Marián Vajda (; born 24 March 1965) is a Slovak professional tennis coach and former player. He is the former head coach of Novak Djokovic, coaching Djokovic almost his entire professional career, winning 85 titles together (out of the 93 won by Djokovic). Vajda is the most successful coach in the history of tennis in terms of Grand Slam titles winning 20 Grand Slam trophies with Novak Djokovic (out of the 22 won by Djokovic).

Career
Vajda was born in Považská Bystrica. He was a member of the Olympic Team of Czechoslovakia, and in 1992 he competed in the Olympic Games of Barcelona, being eliminated in the first round by Gilad Bloom. He reached the third round of the 1991 French Open, won two singles titles and achieved a career-high singles ranking of World No. 34 in September 1987. Vajda is a former captain of the Slovakia Davis Cup and Fed Cup teams. Vajda was the coach of Karol Kučera from 2001 to 2005.

To do: Carry on the passage about tennis coach Marián Vajda, starting after its last sentence.

Given data:
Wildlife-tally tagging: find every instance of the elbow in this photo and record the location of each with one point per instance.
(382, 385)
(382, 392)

Output:
Vajda has been the coach of Novak Djokovic from 2006 until 2017, then again from 2018 to 2022. From December 2013 until 2016, Boris Becker was Djokovic's head coach with Vajda remaining part of Djokovic's team. For his achievements with the Serbian tennis player, Vajda won the award for best coach by the Olympic Committee of Serbia in both 2010 and 2011. In 2018, Vajda won the ATP Coach of the Year award.

Vajda started coaching fellow Slovak Alex Molčan in May 2022.

Career finals

Singles (2 titles, 2 runners-up)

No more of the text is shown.